# DATA SECTION
####################

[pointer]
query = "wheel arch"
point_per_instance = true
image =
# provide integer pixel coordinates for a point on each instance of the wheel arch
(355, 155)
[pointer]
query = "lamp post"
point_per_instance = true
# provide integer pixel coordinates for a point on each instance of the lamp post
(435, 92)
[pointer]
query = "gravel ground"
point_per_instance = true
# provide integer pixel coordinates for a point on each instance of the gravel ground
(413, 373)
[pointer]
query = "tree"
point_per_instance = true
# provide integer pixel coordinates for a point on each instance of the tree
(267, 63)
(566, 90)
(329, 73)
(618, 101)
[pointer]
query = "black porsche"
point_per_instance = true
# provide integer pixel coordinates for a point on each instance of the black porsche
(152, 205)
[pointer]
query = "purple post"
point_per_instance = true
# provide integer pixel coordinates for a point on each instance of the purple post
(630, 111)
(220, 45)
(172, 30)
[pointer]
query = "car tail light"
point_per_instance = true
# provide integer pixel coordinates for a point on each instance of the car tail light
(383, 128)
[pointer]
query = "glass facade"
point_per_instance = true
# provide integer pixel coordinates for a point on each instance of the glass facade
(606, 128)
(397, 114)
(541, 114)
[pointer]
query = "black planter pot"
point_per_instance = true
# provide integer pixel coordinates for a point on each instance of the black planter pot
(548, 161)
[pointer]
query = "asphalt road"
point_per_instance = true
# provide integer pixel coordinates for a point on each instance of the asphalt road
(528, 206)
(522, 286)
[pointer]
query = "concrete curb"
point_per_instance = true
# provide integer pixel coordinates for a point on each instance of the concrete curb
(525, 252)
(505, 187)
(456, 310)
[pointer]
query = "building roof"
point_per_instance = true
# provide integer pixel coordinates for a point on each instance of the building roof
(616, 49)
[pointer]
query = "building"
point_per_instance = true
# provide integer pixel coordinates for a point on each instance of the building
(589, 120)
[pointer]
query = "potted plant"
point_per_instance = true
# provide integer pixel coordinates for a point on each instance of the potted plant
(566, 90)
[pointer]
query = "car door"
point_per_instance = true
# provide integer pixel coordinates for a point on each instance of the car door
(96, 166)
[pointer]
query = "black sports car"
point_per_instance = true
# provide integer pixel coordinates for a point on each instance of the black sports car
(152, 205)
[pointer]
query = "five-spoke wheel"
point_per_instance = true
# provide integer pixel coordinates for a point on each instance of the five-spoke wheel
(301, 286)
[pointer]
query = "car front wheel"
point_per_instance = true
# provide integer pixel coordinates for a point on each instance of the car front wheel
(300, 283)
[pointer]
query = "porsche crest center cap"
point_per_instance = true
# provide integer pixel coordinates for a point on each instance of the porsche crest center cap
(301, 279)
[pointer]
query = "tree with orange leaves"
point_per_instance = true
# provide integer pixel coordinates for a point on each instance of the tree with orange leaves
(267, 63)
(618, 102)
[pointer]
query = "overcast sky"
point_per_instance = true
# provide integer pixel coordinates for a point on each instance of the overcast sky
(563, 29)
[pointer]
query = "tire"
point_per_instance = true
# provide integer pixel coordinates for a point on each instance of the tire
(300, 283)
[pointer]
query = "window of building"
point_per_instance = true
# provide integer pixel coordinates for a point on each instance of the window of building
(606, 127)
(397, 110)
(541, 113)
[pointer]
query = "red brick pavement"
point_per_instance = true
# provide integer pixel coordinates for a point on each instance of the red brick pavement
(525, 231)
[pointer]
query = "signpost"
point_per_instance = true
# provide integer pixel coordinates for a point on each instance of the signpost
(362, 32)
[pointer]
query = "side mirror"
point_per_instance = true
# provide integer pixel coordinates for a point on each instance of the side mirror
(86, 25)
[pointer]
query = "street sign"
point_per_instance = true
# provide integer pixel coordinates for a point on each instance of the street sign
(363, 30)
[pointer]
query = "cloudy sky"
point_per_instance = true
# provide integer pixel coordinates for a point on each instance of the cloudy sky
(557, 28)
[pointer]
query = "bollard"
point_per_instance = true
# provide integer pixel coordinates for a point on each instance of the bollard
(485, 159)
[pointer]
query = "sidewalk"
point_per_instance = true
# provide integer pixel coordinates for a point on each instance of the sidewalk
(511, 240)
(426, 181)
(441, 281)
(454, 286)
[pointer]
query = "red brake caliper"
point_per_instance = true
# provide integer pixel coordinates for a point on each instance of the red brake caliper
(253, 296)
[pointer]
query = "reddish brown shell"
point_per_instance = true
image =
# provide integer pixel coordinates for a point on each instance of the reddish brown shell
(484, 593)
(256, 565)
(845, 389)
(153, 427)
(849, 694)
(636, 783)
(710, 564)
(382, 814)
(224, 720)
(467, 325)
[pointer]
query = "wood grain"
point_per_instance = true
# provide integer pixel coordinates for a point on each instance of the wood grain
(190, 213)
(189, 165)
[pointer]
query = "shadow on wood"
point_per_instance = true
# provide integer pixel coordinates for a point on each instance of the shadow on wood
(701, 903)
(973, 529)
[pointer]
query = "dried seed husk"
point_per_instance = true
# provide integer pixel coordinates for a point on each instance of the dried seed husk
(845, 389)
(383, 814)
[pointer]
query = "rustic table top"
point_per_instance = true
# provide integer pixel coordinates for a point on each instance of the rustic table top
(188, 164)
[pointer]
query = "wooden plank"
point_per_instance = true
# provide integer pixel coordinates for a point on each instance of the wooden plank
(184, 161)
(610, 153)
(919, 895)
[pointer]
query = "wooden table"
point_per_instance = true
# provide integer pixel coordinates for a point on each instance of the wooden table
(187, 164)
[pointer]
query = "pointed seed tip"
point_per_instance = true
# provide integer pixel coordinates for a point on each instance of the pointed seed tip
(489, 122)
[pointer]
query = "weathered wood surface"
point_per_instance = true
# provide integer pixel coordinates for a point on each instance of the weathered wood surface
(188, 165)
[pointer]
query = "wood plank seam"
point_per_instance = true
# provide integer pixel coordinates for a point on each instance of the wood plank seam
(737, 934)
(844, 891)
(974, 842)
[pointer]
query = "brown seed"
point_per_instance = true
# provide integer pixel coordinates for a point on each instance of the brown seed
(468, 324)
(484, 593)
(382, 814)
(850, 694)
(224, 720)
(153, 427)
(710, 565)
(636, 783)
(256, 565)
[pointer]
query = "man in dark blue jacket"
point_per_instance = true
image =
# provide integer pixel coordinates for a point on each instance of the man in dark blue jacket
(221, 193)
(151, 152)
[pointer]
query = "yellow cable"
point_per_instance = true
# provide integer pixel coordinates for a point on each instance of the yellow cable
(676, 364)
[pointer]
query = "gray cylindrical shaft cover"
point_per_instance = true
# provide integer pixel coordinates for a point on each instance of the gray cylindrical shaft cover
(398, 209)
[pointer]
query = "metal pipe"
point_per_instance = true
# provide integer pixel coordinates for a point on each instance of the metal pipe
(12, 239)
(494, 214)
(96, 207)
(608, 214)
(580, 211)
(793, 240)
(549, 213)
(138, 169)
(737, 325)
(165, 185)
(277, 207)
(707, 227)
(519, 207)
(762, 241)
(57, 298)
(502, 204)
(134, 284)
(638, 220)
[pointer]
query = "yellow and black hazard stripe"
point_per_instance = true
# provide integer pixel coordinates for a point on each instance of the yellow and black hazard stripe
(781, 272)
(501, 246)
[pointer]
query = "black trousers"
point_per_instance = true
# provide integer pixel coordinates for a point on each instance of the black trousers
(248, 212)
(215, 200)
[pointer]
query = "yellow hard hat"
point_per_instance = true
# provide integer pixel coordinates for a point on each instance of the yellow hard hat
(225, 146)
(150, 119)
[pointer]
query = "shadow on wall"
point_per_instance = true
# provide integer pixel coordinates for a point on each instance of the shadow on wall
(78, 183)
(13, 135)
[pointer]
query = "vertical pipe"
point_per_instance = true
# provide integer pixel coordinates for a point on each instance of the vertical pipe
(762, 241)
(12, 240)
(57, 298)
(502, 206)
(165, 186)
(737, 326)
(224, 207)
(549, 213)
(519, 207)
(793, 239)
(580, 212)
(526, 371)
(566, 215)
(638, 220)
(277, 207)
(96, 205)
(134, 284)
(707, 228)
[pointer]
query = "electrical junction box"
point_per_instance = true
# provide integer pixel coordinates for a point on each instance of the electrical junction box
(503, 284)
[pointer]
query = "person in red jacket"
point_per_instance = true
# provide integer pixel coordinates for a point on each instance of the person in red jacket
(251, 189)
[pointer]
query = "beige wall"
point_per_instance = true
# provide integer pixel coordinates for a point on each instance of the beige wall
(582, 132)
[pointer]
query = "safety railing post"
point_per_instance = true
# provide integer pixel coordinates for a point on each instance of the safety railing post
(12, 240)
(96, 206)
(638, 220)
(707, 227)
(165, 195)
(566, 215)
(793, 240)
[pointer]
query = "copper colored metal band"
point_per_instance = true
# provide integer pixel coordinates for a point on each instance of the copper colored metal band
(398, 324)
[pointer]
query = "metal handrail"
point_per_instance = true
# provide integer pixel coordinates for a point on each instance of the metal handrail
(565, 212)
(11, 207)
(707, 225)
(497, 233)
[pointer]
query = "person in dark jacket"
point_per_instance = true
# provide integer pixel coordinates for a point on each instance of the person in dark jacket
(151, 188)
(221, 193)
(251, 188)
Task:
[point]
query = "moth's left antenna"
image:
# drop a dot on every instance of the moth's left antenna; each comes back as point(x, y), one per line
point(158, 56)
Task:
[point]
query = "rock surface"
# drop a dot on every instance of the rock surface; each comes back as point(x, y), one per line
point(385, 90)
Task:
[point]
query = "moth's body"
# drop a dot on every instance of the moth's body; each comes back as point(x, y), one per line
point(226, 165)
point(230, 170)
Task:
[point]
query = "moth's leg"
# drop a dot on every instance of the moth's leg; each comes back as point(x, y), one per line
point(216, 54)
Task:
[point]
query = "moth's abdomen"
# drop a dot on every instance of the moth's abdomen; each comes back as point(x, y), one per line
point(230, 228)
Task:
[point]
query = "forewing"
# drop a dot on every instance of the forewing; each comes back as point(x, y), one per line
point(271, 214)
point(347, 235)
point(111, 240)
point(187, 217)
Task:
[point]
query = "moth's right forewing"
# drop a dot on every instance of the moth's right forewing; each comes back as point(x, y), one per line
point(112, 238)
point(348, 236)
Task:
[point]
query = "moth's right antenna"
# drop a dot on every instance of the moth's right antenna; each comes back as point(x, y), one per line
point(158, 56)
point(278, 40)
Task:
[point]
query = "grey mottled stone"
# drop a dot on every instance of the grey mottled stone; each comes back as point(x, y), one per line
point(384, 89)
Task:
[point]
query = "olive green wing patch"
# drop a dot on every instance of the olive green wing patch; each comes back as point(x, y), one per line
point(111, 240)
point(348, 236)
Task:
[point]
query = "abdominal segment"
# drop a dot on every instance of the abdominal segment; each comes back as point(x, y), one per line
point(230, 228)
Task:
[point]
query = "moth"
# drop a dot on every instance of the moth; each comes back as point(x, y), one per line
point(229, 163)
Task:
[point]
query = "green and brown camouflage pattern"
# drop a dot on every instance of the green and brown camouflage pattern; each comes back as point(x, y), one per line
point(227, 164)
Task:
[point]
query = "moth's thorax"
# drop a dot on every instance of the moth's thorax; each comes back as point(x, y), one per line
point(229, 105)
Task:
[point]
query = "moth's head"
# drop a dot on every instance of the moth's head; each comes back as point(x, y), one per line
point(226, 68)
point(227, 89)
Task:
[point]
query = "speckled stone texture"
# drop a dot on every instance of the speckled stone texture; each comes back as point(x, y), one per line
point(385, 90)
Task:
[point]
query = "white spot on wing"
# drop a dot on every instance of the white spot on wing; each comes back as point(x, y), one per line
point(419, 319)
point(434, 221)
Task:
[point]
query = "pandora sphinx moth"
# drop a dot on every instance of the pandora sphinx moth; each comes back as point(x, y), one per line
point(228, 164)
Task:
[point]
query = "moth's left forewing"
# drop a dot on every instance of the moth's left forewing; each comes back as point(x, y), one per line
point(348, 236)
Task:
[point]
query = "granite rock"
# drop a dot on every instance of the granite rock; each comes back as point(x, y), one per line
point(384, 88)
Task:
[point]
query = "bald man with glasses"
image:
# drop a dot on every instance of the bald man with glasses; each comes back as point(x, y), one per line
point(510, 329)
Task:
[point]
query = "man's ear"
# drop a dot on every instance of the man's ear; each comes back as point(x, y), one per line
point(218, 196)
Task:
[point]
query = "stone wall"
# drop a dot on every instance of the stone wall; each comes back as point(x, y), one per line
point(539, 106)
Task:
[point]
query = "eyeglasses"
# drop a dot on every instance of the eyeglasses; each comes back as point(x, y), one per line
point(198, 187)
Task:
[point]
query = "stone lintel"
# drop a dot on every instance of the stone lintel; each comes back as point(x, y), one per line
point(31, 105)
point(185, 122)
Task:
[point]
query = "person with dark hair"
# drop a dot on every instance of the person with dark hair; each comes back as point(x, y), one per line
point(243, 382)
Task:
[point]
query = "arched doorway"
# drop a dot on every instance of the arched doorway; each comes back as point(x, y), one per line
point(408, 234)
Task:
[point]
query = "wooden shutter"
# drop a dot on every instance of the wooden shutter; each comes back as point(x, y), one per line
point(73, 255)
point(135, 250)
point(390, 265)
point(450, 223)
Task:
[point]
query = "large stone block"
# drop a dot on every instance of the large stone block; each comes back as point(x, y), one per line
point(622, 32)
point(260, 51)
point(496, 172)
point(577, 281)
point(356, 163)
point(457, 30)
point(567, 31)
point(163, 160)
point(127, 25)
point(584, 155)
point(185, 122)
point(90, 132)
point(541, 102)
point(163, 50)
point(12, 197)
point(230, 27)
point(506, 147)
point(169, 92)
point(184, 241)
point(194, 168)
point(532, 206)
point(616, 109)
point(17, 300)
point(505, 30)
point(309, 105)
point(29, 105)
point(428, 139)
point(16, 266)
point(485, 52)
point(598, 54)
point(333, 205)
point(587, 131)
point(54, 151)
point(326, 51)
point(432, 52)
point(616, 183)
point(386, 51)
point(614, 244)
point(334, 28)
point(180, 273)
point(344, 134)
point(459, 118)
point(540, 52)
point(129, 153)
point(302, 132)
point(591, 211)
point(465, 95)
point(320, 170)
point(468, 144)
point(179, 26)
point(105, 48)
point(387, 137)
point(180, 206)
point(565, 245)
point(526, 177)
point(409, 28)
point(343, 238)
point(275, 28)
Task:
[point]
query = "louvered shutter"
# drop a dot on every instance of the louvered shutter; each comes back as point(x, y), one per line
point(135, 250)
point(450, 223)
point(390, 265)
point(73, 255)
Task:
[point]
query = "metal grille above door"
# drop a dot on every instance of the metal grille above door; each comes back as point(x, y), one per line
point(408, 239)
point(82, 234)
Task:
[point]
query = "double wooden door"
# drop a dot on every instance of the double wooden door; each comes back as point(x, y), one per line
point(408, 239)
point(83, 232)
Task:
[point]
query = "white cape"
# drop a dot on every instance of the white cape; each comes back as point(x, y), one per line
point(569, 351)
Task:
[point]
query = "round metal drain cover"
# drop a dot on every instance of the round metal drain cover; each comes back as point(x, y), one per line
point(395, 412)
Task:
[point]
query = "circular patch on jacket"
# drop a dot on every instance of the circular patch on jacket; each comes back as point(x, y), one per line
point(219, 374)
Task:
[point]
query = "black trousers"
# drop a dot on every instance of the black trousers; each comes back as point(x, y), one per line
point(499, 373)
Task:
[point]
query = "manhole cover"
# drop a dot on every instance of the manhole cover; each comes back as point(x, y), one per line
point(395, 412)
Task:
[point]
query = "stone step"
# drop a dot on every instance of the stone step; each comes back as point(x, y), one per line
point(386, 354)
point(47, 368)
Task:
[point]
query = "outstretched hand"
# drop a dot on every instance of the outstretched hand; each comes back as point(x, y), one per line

####################

Collect the lines of the data that carry the word "outstretched".

query = "outstretched hand"
# drop a dot on every instance of the outstretched hand; each comes back as point(x, y), one per line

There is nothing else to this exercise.